** START Data records **
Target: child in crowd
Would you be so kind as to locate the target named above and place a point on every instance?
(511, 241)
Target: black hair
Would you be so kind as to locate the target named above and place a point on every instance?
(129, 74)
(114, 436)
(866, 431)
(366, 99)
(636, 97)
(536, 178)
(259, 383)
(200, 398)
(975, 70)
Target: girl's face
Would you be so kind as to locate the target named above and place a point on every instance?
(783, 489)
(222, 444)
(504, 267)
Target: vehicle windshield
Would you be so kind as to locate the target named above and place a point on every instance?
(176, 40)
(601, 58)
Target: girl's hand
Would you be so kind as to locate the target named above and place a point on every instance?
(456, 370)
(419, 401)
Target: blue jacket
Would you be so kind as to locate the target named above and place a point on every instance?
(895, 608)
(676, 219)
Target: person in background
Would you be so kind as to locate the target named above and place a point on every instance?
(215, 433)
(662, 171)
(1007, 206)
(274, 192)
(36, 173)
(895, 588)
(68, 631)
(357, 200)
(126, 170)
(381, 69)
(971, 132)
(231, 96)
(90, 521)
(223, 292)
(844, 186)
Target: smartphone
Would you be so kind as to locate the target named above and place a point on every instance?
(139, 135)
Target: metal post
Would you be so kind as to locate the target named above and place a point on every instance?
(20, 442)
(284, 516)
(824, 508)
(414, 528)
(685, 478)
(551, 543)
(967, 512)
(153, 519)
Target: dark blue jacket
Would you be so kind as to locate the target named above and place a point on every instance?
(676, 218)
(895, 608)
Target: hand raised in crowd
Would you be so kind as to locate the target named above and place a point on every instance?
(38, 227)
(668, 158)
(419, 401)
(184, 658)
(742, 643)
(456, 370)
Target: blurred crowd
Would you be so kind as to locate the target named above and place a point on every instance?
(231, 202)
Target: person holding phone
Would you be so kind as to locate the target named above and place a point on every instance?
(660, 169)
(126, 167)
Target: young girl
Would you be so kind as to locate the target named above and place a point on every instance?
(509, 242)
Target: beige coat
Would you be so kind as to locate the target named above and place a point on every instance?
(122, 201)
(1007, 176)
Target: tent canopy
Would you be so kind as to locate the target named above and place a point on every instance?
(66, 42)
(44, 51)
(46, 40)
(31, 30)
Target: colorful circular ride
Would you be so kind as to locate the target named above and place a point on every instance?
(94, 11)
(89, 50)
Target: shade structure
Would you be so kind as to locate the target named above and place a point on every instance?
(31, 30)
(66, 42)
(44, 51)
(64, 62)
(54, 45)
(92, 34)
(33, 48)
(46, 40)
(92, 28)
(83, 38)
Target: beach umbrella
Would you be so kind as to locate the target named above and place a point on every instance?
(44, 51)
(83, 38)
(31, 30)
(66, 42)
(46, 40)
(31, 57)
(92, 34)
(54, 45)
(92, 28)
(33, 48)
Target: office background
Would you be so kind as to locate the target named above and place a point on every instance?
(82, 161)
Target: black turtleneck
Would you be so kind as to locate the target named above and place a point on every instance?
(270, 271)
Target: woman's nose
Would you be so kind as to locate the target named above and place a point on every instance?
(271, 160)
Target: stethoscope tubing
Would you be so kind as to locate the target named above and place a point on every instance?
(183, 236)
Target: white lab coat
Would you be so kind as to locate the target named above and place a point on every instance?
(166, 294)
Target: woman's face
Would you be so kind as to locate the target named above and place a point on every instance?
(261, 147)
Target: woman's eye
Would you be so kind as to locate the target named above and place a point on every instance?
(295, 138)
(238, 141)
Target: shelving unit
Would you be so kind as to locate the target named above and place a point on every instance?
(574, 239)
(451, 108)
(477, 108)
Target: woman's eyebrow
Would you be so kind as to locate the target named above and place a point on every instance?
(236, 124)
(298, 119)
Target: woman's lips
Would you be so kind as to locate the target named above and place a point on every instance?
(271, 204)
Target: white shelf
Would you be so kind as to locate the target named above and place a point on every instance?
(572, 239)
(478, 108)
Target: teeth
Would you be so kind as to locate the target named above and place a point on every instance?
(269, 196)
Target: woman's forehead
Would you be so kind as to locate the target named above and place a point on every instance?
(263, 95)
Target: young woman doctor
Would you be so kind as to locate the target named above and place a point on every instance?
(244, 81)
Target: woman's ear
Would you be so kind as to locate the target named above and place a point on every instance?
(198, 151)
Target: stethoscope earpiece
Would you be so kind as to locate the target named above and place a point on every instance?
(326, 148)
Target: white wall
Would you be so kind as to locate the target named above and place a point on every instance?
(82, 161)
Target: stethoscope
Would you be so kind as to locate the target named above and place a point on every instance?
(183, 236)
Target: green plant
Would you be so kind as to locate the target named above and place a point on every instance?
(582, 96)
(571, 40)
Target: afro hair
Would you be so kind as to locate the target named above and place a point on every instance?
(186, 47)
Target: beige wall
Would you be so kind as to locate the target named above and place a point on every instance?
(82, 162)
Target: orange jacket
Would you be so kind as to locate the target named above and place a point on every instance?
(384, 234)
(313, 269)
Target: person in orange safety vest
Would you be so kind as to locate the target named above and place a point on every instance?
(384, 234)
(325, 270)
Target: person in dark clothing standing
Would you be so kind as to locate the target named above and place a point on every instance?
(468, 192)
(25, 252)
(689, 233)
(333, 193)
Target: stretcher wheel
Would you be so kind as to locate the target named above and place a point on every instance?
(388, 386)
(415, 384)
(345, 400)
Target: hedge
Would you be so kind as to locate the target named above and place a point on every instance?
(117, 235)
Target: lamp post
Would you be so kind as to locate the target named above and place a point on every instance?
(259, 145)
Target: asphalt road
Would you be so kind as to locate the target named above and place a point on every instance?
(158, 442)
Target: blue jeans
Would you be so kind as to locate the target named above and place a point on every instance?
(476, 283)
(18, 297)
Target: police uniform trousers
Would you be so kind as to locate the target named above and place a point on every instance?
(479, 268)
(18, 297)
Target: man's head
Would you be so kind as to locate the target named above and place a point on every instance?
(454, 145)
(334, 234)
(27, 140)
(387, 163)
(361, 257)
** END Data records **
→ **What you will do**
Copy out everything from the line containing "Target: man's head" down to the end of the material, including the requests, and scale each point coordinate by 0.6, rounding to whole numbers with halves rounded up. Leave the wording of the requests unchanged.

→ **Answer to this exercise**
Target: man's head
Would you be so kind as to locate the target named above and place a point on every instance?
(272, 87)
(200, 140)
(16, 84)
(232, 98)
(217, 154)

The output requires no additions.